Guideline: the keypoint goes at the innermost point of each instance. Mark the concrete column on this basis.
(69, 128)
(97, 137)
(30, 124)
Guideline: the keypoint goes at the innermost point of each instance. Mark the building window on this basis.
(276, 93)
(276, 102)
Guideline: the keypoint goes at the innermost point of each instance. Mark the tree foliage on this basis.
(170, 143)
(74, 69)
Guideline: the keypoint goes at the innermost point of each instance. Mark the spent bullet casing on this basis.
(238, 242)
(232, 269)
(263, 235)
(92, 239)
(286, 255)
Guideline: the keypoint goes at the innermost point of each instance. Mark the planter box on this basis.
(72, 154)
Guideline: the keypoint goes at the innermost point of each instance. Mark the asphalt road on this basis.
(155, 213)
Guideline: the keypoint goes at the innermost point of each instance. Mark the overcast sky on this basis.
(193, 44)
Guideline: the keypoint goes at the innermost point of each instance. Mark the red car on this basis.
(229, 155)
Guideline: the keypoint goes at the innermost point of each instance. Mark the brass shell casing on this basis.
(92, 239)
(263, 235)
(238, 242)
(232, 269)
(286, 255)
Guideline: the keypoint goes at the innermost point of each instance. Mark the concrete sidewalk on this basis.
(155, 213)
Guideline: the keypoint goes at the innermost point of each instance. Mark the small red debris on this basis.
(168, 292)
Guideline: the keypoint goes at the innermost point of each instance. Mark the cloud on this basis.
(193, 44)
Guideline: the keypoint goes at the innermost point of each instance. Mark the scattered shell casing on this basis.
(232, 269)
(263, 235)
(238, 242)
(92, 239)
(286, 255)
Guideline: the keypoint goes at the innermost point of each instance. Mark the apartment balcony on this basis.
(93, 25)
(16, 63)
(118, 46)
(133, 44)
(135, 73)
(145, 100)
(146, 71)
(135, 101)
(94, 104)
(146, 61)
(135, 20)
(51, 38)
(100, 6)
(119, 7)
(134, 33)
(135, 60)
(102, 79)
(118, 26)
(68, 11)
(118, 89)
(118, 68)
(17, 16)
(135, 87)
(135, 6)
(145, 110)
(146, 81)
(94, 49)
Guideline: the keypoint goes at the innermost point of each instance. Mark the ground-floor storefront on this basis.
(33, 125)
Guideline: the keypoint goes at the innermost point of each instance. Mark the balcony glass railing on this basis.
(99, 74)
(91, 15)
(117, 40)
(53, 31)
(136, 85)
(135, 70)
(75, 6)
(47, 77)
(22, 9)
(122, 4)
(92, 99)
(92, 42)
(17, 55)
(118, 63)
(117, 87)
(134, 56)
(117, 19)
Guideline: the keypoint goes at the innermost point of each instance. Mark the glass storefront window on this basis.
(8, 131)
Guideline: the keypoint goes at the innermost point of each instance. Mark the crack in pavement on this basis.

*EXERCISE*
From the line containing "road on this basis." through the last line of the records, output each line exactly and nothing more.

*RESULT FOR THIS EXERCISE*
Guideline: the keypoint goes at the innermost point of each instance. Mark the asphalt road on this basis.
(155, 213)
Guideline: the keypoint goes at the innermost point of each instance. Mark the overcast sky on this basis.
(193, 44)
Guideline: the keypoint goes at the innermost point of each instance. Mark the red car on this basis.
(229, 155)
Guideline: the keypoint goes at the innermost point of each instance. Mark the brass shell casing on this basis.
(92, 239)
(263, 235)
(238, 242)
(232, 269)
(286, 255)
Guideline: the keypoint goes at the innermost point of each instance. Mark the concrete sidewalk on this basis.
(155, 213)
Guideline: the keypoint goes at the innermost point of each instance. Mark the small red debris on this basis.
(168, 292)
Guideline: the keypoint goes at the innermost point of each instance. Mark the cloud on this basis.
(193, 44)
Guideline: the keypoint goes at the innermost point of each instance. Mark the scattered shell casing on this basis.
(232, 269)
(263, 235)
(238, 242)
(92, 239)
(286, 255)
Guideline: the keypoint goes at the innermost point of each instance. Mark the apartment balcony on this basis.
(93, 25)
(16, 63)
(118, 46)
(133, 44)
(135, 73)
(145, 100)
(146, 71)
(135, 101)
(94, 104)
(146, 61)
(135, 20)
(51, 38)
(100, 6)
(119, 7)
(134, 33)
(135, 60)
(102, 79)
(118, 26)
(68, 11)
(118, 89)
(118, 68)
(17, 16)
(135, 87)
(135, 6)
(145, 110)
(146, 81)
(94, 49)
Guideline: the keypoint goes at the innermost point of each instance. Mark the ground-floor storefront on this basis.
(33, 125)
Guideline: the keypoint goes at the innermost point of each instance. Mark the balcony glass railing on this basis.
(99, 74)
(91, 15)
(117, 40)
(53, 31)
(136, 85)
(135, 70)
(75, 6)
(47, 77)
(22, 9)
(122, 4)
(92, 99)
(92, 42)
(17, 55)
(118, 63)
(117, 87)
(134, 56)
(117, 19)
Guideline: the keypoint goes at the innermost point of each instance. Mark the glass storefront window on this basis.
(8, 131)
Guideline: the keypoint goes at the innermost point of each instance. Mark the crack in pavement on this basis.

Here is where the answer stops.